SUPPLIED RECORDS -
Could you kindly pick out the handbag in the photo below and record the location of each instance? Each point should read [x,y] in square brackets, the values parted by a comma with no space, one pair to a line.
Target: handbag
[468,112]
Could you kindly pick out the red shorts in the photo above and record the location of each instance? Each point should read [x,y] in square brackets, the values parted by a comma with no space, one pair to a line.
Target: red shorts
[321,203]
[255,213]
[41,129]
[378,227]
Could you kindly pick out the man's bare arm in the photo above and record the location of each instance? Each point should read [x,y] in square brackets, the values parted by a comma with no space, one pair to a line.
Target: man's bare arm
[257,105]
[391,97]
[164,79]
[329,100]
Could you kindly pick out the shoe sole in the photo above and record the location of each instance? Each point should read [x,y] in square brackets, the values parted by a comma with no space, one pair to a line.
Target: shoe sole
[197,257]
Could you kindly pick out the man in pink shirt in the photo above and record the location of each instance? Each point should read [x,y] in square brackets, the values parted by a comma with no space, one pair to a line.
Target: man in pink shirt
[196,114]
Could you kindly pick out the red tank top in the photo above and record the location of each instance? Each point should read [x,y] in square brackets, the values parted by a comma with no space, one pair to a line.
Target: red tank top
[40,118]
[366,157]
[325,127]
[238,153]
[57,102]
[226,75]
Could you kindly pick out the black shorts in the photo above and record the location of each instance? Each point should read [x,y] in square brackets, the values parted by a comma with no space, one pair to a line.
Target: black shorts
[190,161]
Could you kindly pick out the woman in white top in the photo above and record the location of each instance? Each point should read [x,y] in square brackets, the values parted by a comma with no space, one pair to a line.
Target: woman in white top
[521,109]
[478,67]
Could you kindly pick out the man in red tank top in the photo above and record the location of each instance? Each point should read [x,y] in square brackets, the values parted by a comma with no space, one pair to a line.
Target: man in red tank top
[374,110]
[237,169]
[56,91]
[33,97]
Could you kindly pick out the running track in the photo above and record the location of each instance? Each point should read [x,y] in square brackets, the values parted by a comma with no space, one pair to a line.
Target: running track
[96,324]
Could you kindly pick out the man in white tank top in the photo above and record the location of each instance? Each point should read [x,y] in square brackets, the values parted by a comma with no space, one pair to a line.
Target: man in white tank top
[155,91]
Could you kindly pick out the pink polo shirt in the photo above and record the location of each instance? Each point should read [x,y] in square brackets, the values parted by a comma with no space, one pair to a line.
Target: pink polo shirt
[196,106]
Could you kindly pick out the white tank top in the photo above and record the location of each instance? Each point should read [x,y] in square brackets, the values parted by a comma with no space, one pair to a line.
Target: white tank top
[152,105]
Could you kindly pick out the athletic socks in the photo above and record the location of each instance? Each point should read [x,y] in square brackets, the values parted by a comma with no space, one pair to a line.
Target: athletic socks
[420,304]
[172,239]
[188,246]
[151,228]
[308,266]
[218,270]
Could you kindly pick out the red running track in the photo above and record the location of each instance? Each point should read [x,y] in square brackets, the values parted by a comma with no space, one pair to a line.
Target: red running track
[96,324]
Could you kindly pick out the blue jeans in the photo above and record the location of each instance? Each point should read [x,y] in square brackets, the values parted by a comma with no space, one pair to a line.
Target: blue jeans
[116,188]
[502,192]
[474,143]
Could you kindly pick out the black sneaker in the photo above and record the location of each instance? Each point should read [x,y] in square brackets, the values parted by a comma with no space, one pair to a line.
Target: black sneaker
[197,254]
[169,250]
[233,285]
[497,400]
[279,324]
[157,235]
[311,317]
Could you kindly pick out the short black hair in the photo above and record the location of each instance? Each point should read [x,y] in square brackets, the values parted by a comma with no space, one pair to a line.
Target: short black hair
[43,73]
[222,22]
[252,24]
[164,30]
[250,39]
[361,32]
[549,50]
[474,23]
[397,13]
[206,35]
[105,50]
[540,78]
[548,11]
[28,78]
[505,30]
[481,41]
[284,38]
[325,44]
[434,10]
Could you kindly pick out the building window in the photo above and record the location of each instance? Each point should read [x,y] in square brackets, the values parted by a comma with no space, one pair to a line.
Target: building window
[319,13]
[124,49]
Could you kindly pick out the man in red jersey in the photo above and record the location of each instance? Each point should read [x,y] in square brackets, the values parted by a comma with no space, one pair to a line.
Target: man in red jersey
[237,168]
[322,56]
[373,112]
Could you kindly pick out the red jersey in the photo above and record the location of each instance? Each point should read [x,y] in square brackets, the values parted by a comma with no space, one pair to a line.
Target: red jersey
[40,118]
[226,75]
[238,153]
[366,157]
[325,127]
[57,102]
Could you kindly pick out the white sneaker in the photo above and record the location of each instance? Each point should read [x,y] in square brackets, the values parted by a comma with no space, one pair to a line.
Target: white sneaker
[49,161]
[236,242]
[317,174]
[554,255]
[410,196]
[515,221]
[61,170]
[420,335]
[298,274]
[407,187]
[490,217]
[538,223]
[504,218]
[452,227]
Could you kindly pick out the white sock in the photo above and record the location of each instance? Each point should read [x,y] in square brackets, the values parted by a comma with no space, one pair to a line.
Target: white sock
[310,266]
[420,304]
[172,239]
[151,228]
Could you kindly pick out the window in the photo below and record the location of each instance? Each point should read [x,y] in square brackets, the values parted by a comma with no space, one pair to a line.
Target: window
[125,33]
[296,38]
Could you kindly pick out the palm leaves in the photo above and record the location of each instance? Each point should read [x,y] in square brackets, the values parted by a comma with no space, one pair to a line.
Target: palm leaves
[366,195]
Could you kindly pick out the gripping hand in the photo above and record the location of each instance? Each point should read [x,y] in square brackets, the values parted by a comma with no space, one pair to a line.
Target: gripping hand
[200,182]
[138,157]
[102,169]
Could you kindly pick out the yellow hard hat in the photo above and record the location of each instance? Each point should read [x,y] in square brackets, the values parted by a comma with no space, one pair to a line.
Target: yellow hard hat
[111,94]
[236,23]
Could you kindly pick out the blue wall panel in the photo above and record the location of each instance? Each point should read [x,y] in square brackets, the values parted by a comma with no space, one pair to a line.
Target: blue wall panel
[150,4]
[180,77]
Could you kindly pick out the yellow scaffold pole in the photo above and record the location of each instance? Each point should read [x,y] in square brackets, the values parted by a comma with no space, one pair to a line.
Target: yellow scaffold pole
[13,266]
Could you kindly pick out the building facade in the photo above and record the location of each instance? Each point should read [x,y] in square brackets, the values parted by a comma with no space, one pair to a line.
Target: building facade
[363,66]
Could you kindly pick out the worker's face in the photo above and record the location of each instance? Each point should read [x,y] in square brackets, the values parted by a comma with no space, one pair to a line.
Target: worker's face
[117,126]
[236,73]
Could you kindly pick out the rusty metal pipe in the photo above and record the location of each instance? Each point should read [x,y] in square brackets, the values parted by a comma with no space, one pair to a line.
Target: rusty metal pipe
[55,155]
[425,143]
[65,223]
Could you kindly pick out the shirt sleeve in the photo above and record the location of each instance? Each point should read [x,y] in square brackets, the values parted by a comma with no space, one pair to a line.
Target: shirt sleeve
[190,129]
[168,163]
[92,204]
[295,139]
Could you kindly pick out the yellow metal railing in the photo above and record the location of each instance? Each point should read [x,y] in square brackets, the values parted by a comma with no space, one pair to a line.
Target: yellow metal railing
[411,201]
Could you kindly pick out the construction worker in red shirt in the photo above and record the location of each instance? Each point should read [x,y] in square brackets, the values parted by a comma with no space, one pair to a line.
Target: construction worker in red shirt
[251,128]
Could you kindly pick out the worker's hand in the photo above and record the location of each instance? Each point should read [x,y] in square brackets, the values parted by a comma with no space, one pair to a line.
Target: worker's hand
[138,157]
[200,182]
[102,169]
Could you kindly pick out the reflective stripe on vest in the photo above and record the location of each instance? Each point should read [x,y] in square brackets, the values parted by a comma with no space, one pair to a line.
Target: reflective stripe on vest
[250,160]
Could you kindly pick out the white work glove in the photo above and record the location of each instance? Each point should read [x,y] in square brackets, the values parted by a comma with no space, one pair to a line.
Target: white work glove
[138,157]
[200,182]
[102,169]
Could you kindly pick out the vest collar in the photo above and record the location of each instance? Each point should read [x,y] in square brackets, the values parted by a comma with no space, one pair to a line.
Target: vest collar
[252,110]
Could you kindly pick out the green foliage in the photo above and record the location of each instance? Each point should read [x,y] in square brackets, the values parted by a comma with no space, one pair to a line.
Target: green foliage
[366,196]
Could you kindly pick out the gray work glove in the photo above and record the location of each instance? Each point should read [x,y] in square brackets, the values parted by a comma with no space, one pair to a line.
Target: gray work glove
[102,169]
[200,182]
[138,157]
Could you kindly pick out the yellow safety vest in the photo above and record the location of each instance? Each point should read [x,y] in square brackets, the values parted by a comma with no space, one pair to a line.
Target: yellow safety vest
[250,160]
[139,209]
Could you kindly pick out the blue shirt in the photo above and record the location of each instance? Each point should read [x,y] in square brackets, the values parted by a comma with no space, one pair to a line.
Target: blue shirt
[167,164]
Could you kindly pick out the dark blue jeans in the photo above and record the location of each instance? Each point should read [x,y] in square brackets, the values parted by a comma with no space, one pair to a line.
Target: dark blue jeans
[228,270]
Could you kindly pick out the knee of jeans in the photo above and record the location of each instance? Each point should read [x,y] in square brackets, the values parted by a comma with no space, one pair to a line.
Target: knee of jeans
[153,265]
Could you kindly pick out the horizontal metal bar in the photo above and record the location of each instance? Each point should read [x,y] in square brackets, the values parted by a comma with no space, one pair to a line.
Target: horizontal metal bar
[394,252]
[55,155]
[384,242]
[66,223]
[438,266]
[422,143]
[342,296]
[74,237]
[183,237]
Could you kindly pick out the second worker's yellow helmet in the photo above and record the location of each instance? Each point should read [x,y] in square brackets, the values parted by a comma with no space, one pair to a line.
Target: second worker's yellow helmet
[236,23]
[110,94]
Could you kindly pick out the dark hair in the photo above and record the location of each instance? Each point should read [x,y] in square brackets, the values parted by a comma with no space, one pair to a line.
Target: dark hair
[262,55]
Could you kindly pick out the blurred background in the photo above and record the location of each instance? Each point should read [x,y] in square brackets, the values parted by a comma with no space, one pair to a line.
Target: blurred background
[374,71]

TASK GOAL - Reply with nothing but the number of lines in the entries above that hold the string "below".

ANSWER AREA - 2